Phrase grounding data
---
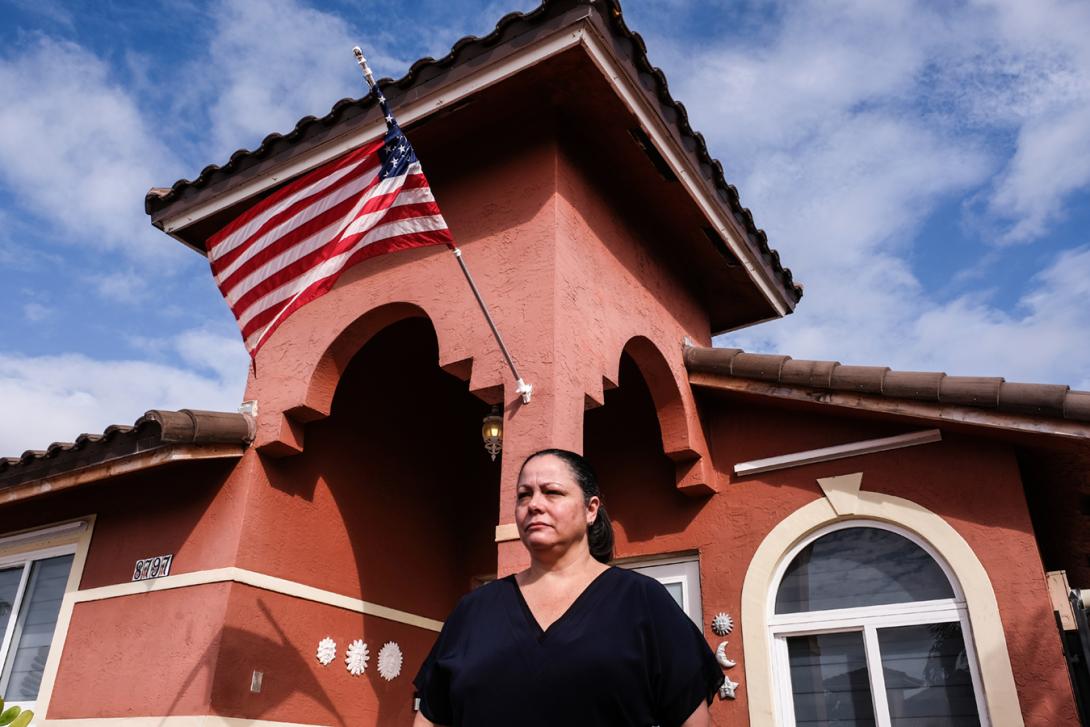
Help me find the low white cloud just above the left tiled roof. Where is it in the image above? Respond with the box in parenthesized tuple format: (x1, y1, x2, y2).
(0, 330, 249, 457)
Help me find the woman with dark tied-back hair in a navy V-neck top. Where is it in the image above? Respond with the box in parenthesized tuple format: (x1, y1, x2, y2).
(413, 449, 723, 727)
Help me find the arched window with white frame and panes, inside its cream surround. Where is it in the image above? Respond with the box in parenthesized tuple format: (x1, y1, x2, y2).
(767, 521, 988, 727)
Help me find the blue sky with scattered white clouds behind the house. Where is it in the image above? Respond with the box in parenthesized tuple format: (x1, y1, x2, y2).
(0, 0, 1090, 455)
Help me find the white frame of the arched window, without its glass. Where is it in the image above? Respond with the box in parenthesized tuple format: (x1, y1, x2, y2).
(766, 520, 991, 727)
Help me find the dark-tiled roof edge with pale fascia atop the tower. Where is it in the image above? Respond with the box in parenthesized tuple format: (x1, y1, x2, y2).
(147, 0, 801, 329)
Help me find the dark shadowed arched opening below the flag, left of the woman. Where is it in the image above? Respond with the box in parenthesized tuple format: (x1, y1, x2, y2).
(307, 318, 499, 619)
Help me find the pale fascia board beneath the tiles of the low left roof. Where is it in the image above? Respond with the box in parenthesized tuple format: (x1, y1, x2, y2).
(0, 445, 245, 505)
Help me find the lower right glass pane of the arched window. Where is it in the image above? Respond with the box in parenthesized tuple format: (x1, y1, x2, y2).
(879, 621, 980, 727)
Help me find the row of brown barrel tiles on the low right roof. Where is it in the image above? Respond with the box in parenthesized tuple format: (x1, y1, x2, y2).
(685, 346, 1090, 422)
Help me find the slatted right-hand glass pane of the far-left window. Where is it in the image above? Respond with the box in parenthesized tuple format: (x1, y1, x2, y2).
(3, 555, 73, 702)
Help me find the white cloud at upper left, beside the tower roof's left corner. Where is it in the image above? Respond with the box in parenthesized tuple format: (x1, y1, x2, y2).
(0, 37, 183, 259)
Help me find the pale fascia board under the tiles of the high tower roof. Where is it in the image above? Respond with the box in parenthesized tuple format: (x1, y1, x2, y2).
(161, 26, 788, 316)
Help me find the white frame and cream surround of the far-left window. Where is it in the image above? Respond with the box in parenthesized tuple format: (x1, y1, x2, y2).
(0, 517, 94, 724)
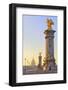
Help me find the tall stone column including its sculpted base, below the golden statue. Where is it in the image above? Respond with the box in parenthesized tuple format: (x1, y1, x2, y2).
(44, 30, 57, 72)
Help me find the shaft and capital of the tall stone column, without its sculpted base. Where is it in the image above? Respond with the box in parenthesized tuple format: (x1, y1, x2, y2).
(44, 30, 55, 60)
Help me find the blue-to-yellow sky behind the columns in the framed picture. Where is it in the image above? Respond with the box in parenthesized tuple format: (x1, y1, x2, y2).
(22, 15, 57, 65)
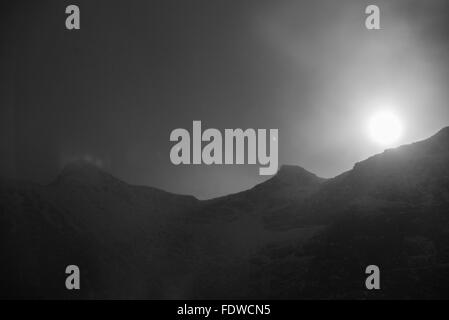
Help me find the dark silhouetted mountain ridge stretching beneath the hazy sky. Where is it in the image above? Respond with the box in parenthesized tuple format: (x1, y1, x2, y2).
(0, 128, 449, 299)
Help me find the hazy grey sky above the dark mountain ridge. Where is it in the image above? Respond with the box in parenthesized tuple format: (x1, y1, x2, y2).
(0, 0, 449, 199)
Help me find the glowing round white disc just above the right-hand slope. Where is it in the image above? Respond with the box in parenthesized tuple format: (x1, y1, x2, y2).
(369, 111, 403, 146)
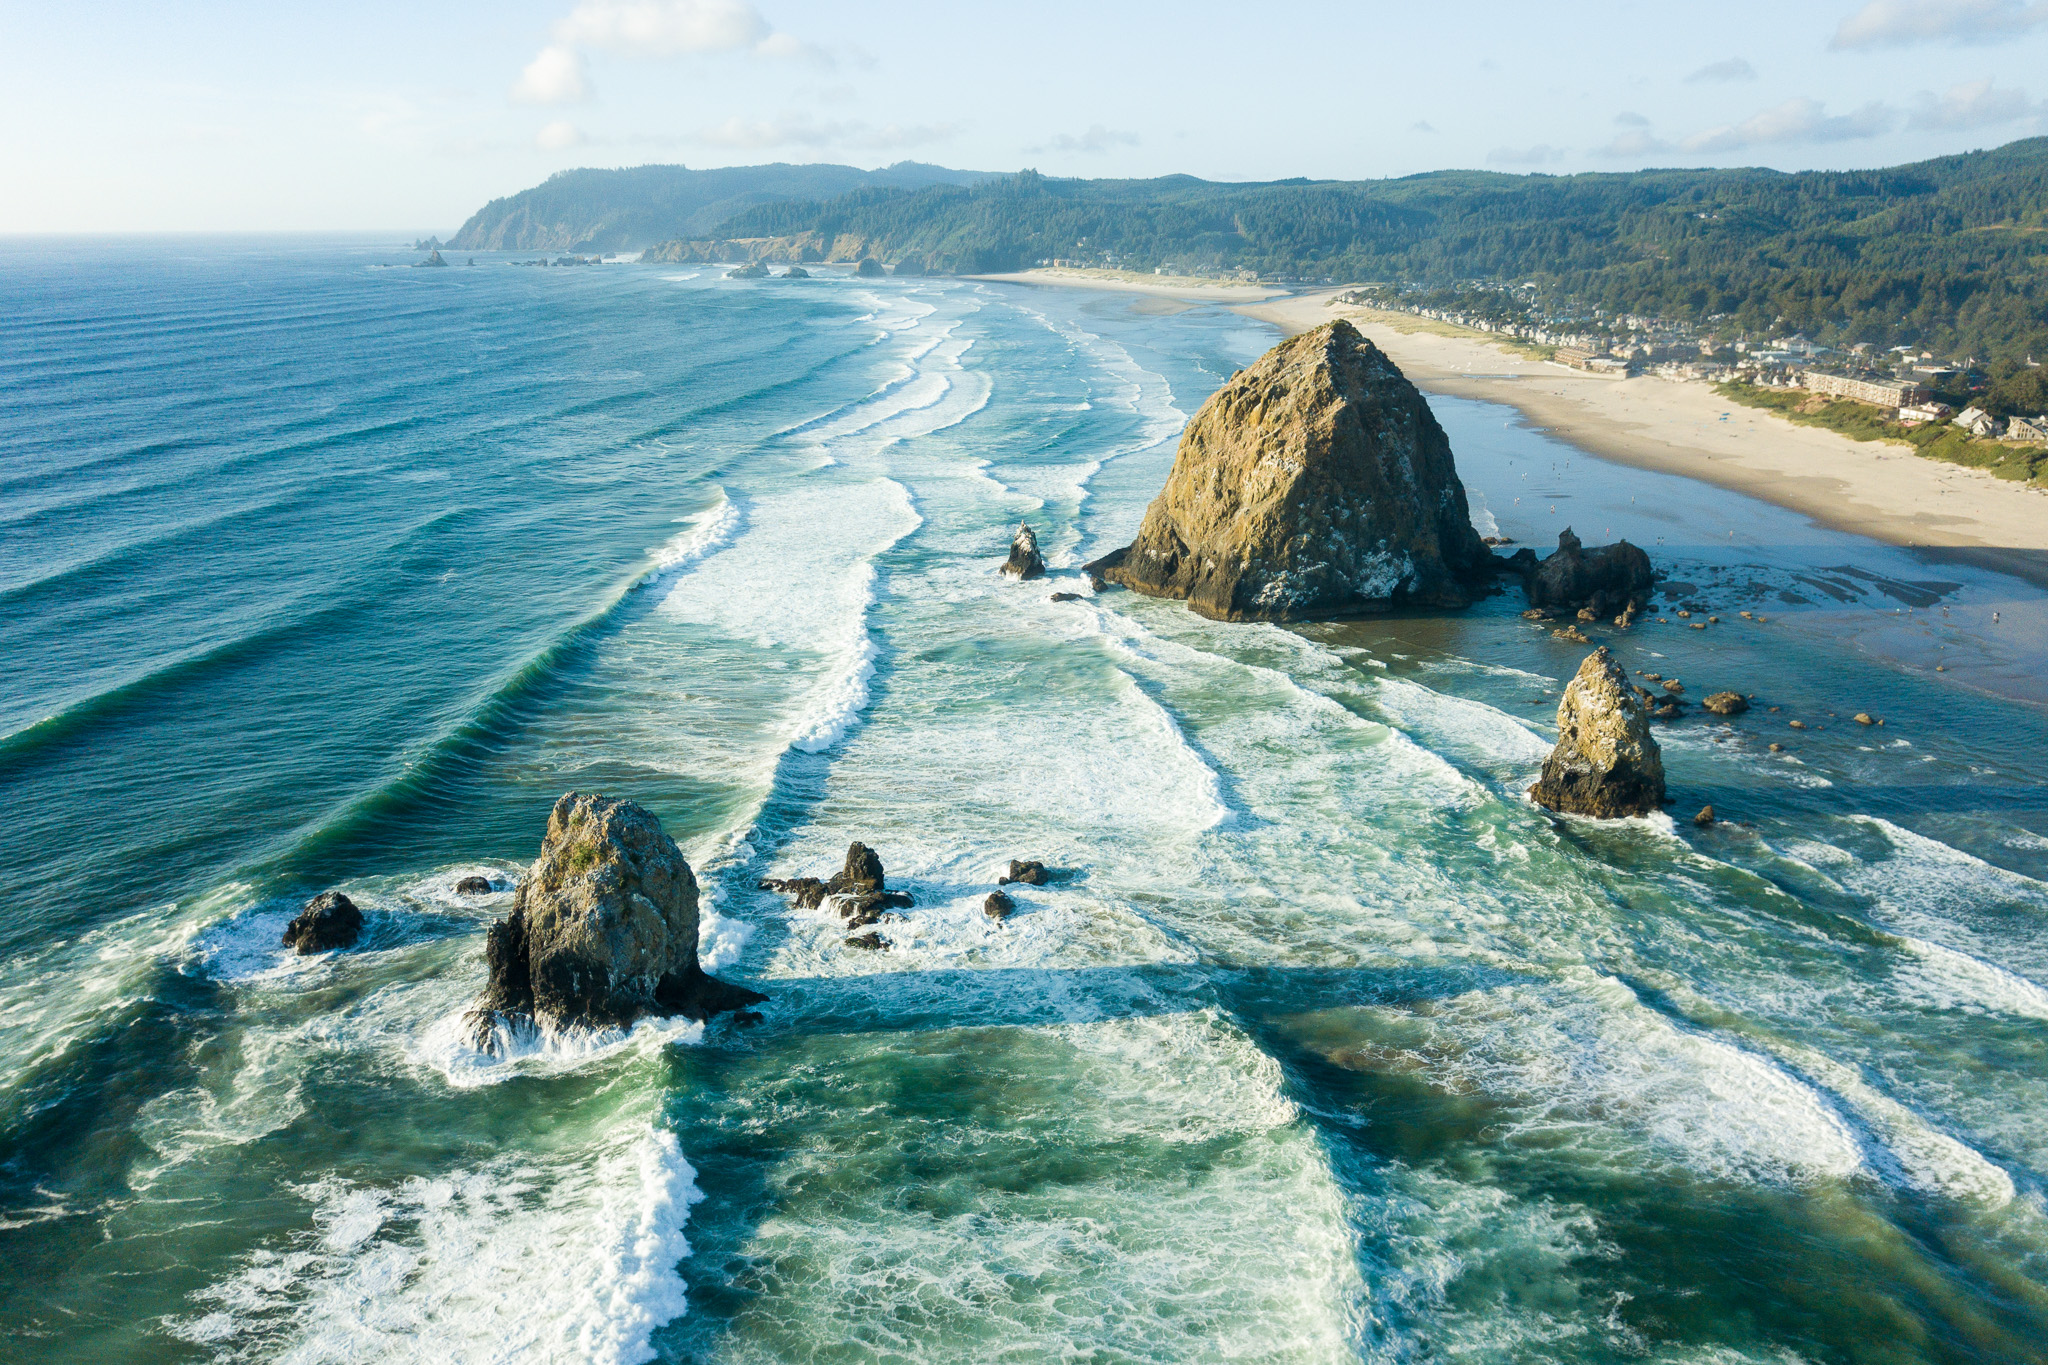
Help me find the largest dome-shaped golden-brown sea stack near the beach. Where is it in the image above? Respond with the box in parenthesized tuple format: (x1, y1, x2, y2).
(1087, 321, 1493, 620)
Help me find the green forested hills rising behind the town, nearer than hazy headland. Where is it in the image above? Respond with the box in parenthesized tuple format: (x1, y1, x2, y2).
(700, 139, 2048, 366)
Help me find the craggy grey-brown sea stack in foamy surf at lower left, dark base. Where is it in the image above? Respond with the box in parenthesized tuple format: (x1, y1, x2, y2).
(469, 792, 766, 1048)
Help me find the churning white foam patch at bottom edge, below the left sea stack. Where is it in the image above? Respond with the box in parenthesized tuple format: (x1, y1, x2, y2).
(170, 1119, 702, 1365)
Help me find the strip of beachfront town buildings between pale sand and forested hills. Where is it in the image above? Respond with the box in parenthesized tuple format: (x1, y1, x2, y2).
(1333, 284, 2048, 444)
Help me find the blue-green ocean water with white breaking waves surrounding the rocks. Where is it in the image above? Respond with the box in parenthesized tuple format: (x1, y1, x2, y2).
(0, 239, 2048, 1365)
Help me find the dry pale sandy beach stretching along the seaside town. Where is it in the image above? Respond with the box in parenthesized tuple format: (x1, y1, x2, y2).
(1237, 291, 2048, 587)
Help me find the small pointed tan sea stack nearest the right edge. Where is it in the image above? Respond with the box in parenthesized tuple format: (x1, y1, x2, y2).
(1530, 649, 1665, 821)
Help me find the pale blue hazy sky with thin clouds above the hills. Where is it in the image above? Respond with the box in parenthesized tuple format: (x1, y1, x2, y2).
(0, 0, 2048, 233)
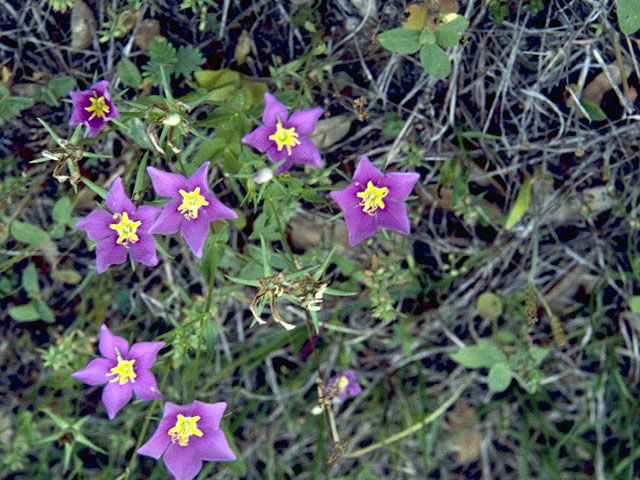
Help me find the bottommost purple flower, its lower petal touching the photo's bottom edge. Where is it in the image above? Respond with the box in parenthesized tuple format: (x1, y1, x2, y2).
(138, 400, 236, 480)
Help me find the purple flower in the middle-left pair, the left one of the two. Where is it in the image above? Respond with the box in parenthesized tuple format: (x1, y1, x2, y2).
(76, 177, 160, 273)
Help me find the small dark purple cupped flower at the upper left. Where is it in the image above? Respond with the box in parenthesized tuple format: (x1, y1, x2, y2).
(69, 80, 120, 138)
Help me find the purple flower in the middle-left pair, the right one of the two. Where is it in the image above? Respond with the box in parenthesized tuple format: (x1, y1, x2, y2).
(147, 162, 238, 258)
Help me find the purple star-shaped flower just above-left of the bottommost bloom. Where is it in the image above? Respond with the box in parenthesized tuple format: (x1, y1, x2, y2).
(71, 325, 164, 420)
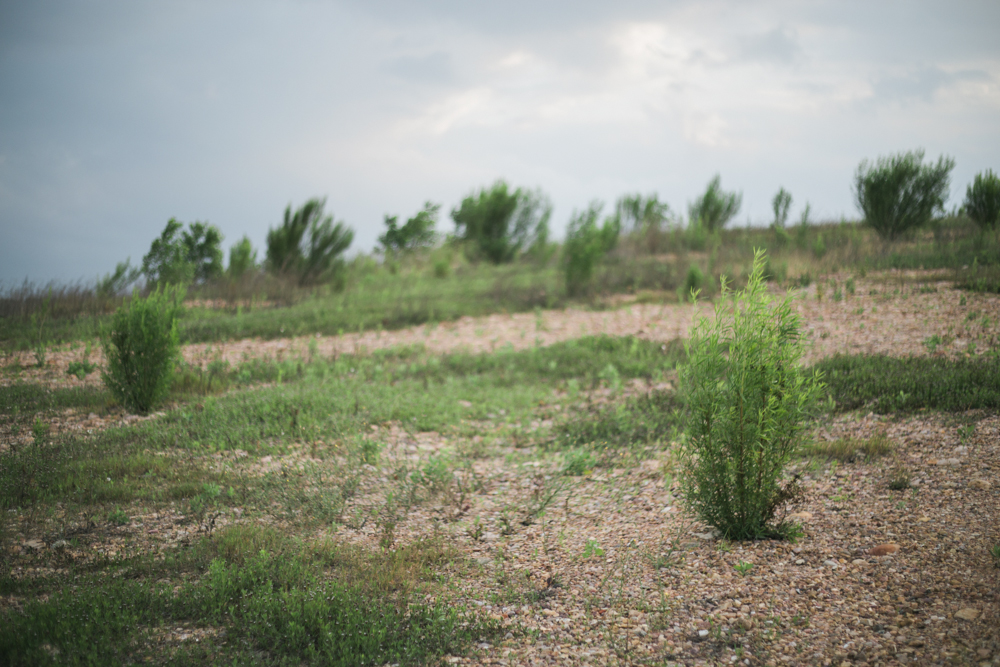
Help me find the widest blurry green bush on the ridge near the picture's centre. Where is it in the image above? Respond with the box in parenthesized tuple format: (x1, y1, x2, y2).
(451, 180, 552, 264)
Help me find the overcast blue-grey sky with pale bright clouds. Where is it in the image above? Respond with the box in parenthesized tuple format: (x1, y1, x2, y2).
(0, 0, 1000, 287)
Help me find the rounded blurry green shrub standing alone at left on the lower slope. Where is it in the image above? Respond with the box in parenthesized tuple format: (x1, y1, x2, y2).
(101, 287, 184, 414)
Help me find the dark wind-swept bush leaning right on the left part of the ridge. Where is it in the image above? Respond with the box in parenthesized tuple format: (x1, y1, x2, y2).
(266, 199, 354, 285)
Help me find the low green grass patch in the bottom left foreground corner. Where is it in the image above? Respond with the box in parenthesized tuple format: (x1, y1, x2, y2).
(0, 550, 500, 665)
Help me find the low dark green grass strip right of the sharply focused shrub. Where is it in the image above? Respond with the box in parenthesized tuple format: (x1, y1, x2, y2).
(814, 355, 1000, 414)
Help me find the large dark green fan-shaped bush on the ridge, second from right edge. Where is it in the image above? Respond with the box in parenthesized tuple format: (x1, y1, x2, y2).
(854, 150, 955, 241)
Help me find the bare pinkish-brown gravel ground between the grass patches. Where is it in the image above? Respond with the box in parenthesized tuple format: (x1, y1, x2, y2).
(3, 272, 1000, 665)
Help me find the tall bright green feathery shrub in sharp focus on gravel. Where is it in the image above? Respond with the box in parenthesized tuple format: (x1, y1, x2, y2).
(680, 251, 822, 540)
---
The records above should be repeated exactly, with no pictures in the copy.

Help me find the low white cloud just above the left tiled roof. Where is it in the image above? Respond with the box in parenthesized tuple format: (x1, y1, x2, y2).
(0, 330, 249, 457)
Help me find the woman with dark tied-back hair in a navy V-neck top. Where is it in the image above? Respond with the box in parenthesized tuple format: (x1, y1, x2, y2).
(413, 449, 723, 727)
Help me find the arched window with white frame and panes, inside its cream surround. Where is it in the image above? Respond with the box in parenthesized tuple format: (x1, y1, x2, y2).
(767, 521, 988, 727)
Help me find the blue sky with scattered white clouds behind the house. Where is it in the image above? Respond with the box in parenthesized tuple format: (x1, y1, x2, y2).
(0, 0, 1090, 455)
Help me find the white frame of the arched window, without its glass. Where is it in the image above? Respond with the box in parenthesized tuple format: (x1, y1, x2, y2).
(766, 520, 991, 727)
Help me find the dark-tiled roof edge with pale fascia atop the tower. Where is it in the image above? Respond with the box in parenthesized tuple format: (x1, y1, x2, y2).
(147, 0, 801, 329)
Help me find the dark shadowed arched opening below the flag, left of the woman. Where is it in the image above? Respond with the box in parenthesized tuple format: (x1, y1, x2, y2).
(307, 318, 499, 619)
Help me find the pale fascia board beneath the tiles of the low left roof. Where is it in the image above? Respond with the box in parenthesized tuple format: (x1, y1, x2, y2).
(0, 445, 245, 505)
Help me find the lower right glass pane of the arched window. Where is it in the image above? Respond with the box in parenthesized tuple format: (x1, y1, x2, y2).
(879, 621, 980, 727)
Help me find the row of brown barrel tiles on the low right roof. Where is it in the image above? Respond with the box in parenthesized tuple format: (x1, y1, x2, y2).
(685, 346, 1090, 422)
Help me find the slatted right-hand glass pane of the far-left window. Where is it in the image above? Respond with the box in parenthesized tuple format: (x1, y1, x2, y2).
(3, 555, 73, 702)
Help me find the white cloud at upper left, beside the tower roof's left corner. Where is it in the image above? Respond with the box in parenthesized tuple format: (x1, y1, x2, y2).
(0, 37, 183, 259)
Help me find the pale fascia board under the tiles of the high tower roof. Where is it in the image above? Respond with the box in parenthesized tuple format: (x1, y1, x2, y2).
(161, 26, 788, 316)
Help me find the white frame and cream surround of the far-left window. Where is it in the image above? Respond with the box in parenthesized tuple format: (x1, y1, x2, y2).
(0, 517, 94, 724)
Help me find the tall stone column including its sculpted base, below the golden statue. Where is it in the image above? Respond with the box in parenthesized tuple format: (x1, y1, x2, y2).
(44, 30, 57, 72)
Help me find the shaft and capital of the tall stone column, without its sculpted base. Where is it in the image above? Respond with the box in parenthesized tuple format: (x1, y1, x2, y2).
(44, 30, 55, 60)
Help me find the blue-to-yellow sky behind the columns in the framed picture. Where is it in the image above? Respond with the box in parenthesized tuple format: (x1, y1, x2, y2).
(22, 15, 57, 65)
Help me find the dark silhouetted mountain ridge stretching beneath the hazy sky. Where is it in the image above? Respond with the box in parenthesized tuple format: (x1, y1, x2, y2).
(0, 128, 449, 299)
Help me find the hazy grey sky above the dark mountain ridge. Where is it in the image above? Respond with the box in parenthesized tuple format: (x1, y1, x2, y2).
(0, 0, 449, 199)
Help me find the glowing round white disc just above the right-hand slope. Where is it in the image above? Respond with the box in parenthesized tuple format: (x1, y1, x2, y2).
(369, 111, 403, 146)
Help me find the largest dome-shaped golden-brown sea stack near the beach. Where is it in the image above? Respond with the box in parenthesized tuple format: (x1, y1, x2, y2).
(1087, 321, 1493, 620)
Help me find the green forested hills rising behind the town, nearer than hazy headland. Where is it in the image above? Respond with the box in parenthesized tuple format: (x1, y1, x2, y2).
(700, 139, 2048, 366)
Help me find the craggy grey-brown sea stack in foamy surf at lower left, dark base. Where is it in the image above? Respond with the box in parenthesized tuple format: (x1, y1, x2, y2).
(469, 792, 766, 1048)
Help me find the churning white foam patch at bottom edge, below the left sea stack. Where is it in the image above? Respond with the box in parenthesized tuple format: (x1, y1, x2, y2).
(170, 1119, 702, 1365)
Help me find the strip of beachfront town buildings between pale sand and forested hills. Where is it in the image above? Respond with the box in parenthesized tuple format: (x1, y1, x2, y2).
(1333, 284, 2048, 444)
Help me find the blue-green ocean water with white breaking waves surrounding the rocks. Where is it in the image above? Respond with the box in parenthesized tuple format: (x1, y1, x2, y2).
(0, 239, 2048, 1365)
Help me find the dry pale sandy beach stretching along the seaside town. Where is it in the image above? Respond with the box in parenthesized tuple format: (x1, y1, x2, y2).
(1237, 291, 2048, 587)
Help me find the small pointed tan sea stack nearest the right edge. Where is it in the image above? Respond with the box in parenthesized tuple format: (x1, y1, x2, y2).
(1530, 649, 1665, 821)
Help me find the pale blue hazy sky with thin clouds above the hills. Where is it in the image above? Respond with the box in parenthesized tuple format: (x1, y1, x2, y2).
(0, 0, 2048, 233)
Help me find the bottommost purple flower, its lower petal touching the photo's bottom edge. Where is it in the image above? Respond with the box in parenthesized tuple format: (x1, y1, x2, y2).
(138, 400, 236, 480)
Help me find the purple flower in the middle-left pair, the left one of the two. Where is it in the image above? Respond with the box in parenthesized tuple format: (x1, y1, x2, y2).
(76, 177, 160, 273)
Help me find the small dark purple cupped flower at the upper left. Where is it in the image above? Respond with the box in parenthesized tuple format: (x1, y1, x2, y2).
(69, 80, 120, 138)
Help me find the purple flower in the middle-left pair, the right one of the two. Where is it in the image above? Respond with the box in parenthesized tuple format: (x1, y1, x2, y2).
(147, 162, 238, 258)
Help me find the purple star-shaped flower just above-left of the bottommost bloom. Where is it in the image above? Respond with the box in parenthesized tuple format: (x1, y1, x2, y2).
(71, 325, 164, 420)
Help me find the widest blurry green bush on the ridge near the picture's centre. Where is it in the image above? Respond with the box in parenthesized tuple format: (x1, y1, x2, y2).
(451, 180, 552, 264)
Help me find the overcast blue-grey sky with pale bright clouds. Where is it in the image above? Respond with the box in parenthesized tuple format: (x1, y1, x2, y2).
(0, 0, 1000, 287)
Help me find the rounded blurry green shrub standing alone at left on the lower slope. Where is it in the image above? Respond with the box in parenthesized tuple format: (x1, y1, x2, y2).
(101, 287, 184, 414)
Help me find the dark wind-swept bush leaning right on the left part of the ridge. Where is it in the image above? Respond with the box in parenthesized tuple format: (x1, y1, x2, y2).
(266, 199, 354, 285)
Help me find the low green grass patch in the bottom left foreground corner. Where is it in the image above? Respond with the box in parenthesized tuple format: (x1, y1, x2, y2).
(0, 550, 500, 665)
Help me find the low dark green grass strip right of the sharply focused shrub. Where is it in the image above? Respond with the box in parenthesized tuple format: (x1, y1, x2, y2).
(814, 355, 1000, 414)
Help me find the large dark green fan-shaped bush on the ridge, second from right edge. Where is it in the image above? Respond with the box in parenthesized tuple format: (x1, y1, x2, y2).
(854, 150, 955, 241)
Help me find the bare pinkish-brown gravel ground between the grass patches. Where is it in the image above? Respond with the box in parenthesized tuple format: (x1, y1, x2, y2).
(3, 272, 1000, 665)
Help me find the tall bright green feathery shrub in sharp focus on gravel. Where is it in the image above? Respond with the box in parenthesized tuple format: (x1, y1, x2, y2).
(680, 251, 822, 540)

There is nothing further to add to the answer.